*** Opening PAGE EXTRACT ***

The bill’s introduction comes soon after a series of fatal stabbings that left three people dead in Manhattan.
If passed, the so-called “Repealing the IMD Exclusion Act” would scrap a decades-old law that places strict limits on federal Medicaid funds paying for care at mental health care inpatient facilities for adults.
“It is far more compassionate and far more cost effective to treat those with severe mental illness … in a healthcare setting rather than allow them to languish on the streets and subways, where they are not only a danger to themselves, but to the people around them,” Torres told the Daily News.
The restriction was originally intended to prevent the warehousing of people with severe mental illness in large institutions. It prevents the federal government from footing the bill for mental health institutions serving adults, instead punting the bill to the state. Under the current laws, states are allowed to apply for waivers to the rule. New York has one such waiver.
The city’s mental health crisis has come into sharp focus and reignited a debate over how best to care for those with severe mental illness after suspect Ramon Rivera allegedly fatally stabbed a construction worker in Chelsea, a fisherman near the East River and a woman sitting on a park bench near the United Nations last month.

*** Closing PAGE EXTRACT ***

WORK ITEM A - In the Medicaid bill article, what was the restriction originally meant to prevent?
WORK ITEM B - Continue the Medicaid bill article past its final sentence.
The data that comes next is from an unrelated source.

*** Opening DATA RECORDS ***

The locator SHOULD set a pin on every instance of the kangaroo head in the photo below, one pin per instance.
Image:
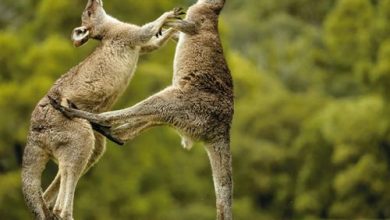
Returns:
(215, 5)
(93, 19)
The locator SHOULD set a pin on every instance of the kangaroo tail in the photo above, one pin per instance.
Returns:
(34, 162)
(221, 165)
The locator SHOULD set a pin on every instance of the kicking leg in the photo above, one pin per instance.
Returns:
(51, 192)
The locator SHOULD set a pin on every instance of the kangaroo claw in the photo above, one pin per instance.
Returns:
(64, 110)
(105, 130)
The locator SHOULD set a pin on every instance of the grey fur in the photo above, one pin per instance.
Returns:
(93, 85)
(199, 103)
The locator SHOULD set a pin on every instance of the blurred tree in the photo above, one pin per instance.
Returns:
(310, 136)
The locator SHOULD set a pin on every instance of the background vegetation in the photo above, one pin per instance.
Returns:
(311, 133)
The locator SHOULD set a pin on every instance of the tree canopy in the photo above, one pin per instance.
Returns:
(310, 136)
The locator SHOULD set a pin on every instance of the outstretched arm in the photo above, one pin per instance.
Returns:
(156, 43)
(153, 28)
(183, 26)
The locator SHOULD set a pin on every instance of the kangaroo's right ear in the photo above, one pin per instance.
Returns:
(92, 4)
(80, 36)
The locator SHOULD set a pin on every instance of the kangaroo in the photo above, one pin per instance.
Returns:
(93, 85)
(199, 103)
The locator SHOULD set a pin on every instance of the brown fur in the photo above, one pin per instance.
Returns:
(93, 85)
(199, 103)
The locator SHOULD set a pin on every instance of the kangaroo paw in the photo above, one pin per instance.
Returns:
(105, 130)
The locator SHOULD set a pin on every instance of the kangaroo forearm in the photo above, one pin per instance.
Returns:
(156, 43)
(183, 26)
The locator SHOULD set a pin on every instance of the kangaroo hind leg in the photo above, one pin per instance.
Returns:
(34, 162)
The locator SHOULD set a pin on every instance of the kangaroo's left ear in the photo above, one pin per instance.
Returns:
(80, 36)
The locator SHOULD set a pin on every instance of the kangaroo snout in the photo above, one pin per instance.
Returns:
(80, 35)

*** Closing DATA RECORDS ***

ANSWER SPACE A - The warehousing of people with severe mental illness in large institutions.

ANSWER SPACE B -
After the incidents, Torres slammed both Gov. Hochul and Mayor Adams for failures on the state and city level. More inpatient care options are necessary to prevent incidents like the stabbing incident, Torres said.
“Policy at the federal level swung the pendulum too far in the direction of deinstitutionalization. It has been a failure,” Torres said, adding he also wants to see fewer restrictions on involuntary removals and hospitalizations, a policy championed by Mayor Adams, and end early release from detention for those who commit violent crimes.
Repealing the IMD exclusion would free up federal funding for mental health institutions, could alleviate a front-end need for more psych beds. The push to repeal it has typically been a conservative cause, with many advocates pushing instead for more resources allocated to programs aimed at longer-term help.
Glenn Liebman, CEO of the Mental Health Association in New York State, said that while inpatient care can be necessary, discharge policies, community-oriented mental health care and outpatient care options do a better, more lasting job of helping people with severe mental illness.
“If we had a robust community system, if we had a workforce that was well paid, then a lot of these terrible incidents would not have happened,” Liebman said.
“There are always going to be people fall through the cracks, and that’s why we have to have some remedies around some sort of hospitalization for them… But the vast majority of people with mental health issues can be served very well in the community, and frankly, we have a vastly underfunded community based mental health system.”